### Text excerpt
----------------
[Mesa-dev] [PATCH 6/8] st/mesa: pin driver threads to a specific L3 cache on AMD Zen CPUs
Marek Olšák
maraeo at gmail.com
Thu Sep 6 04:02:27 UTC 2018
From: Marek Olšák <marek.olsak at amd.com>
---
src/gallium/auxiliary/util/u_helpers.c | 40 ++++++++++++++++++
src/gallium/auxiliary/util/u_helpers.h | 4 ++
src/mesa/state_tracker/st_context.c | 3 ++
src/mesa/state_tracker/st_manager.c | 9 ++++
src/util/u_thread.h | 57 ++++++++++++++++++++++++++
5 files changed, 113 insertions(+)
----------------
### Requirements
1: In the Mesa patch email, how many insertions does the patch make in total?
2: List every file path that the Mesa patch email shows as changed.
3: Carry on writing the Mesa patch email from the point where it stops.
----------------
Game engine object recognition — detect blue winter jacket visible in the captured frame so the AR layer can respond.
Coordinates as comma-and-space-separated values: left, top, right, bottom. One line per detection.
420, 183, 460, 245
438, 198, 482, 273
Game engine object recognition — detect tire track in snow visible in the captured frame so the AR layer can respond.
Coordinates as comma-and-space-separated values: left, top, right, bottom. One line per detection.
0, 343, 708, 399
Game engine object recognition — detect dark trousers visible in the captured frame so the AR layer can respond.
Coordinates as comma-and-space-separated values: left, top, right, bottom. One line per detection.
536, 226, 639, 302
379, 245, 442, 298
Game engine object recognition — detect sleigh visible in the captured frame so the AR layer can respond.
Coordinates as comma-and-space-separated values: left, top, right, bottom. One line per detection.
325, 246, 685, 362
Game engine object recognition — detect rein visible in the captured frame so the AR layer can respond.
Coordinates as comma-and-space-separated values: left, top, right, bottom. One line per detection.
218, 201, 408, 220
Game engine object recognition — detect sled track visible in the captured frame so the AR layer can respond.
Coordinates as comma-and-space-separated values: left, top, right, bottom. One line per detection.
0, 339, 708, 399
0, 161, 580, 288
----------------
### Results in order
1: 113 insertions.

2:
src/gallium/auxiliary/util/u_helpers.c
src/gallium/auxiliary/util/u_helpers.h
src/mesa/state_tracker/st_context.c
src/mesa/state_tracker/st_manager.c
src/util/u_thread.h

3:
diff --git a/src/gallium/auxiliary/util/u_helpers.c b/src/gallium/auxiliary/util/u_helpers.c
index 25d8fbce6f7..8374940fc41 100644
--- a/src/gallium/auxiliary/util/u_helpers.c
+++ b/src/gallium/auxiliary/util/u_helpers.c
@@ -18,23 +18,25 @@
* THE SOFTWARE IS PROVIDED "AS IS", WITHOUT WARRANTY OF ANY KIND, EXPRESS
* OR IMPLIED, INCLUDING BUT NOT LIMITED TO THE WARRANTIES OF
* MERCHANTABILITY, FITNESS FOR A PARTICULAR PURPOSE AND NON-INFRINGEMENT.
* IN NO EVENT SHALL THE AUTHORS AND/OR THEIR SUPPLIERS BE LIABLE FOR
* ANY CLAIM, DAMAGES OR OTHER LIABILITY, WHETHER IN AN ACTION OF CONTRACT,
* TORT OR OTHERWISE, ARISING FROM, OUT OF OR IN CONNECTION WITH THE
* SOFTWARE OR THE USE OR OTHER DEALINGS IN THE SOFTWARE.
*
**************************************************************************/
+#include "util/u_cpu_detect.h"
#include "util/u_helpers.h"
#include "util/u_inlines.h"
#include "util/u_upload_mgr.h"
+#include "util/u_thread.h"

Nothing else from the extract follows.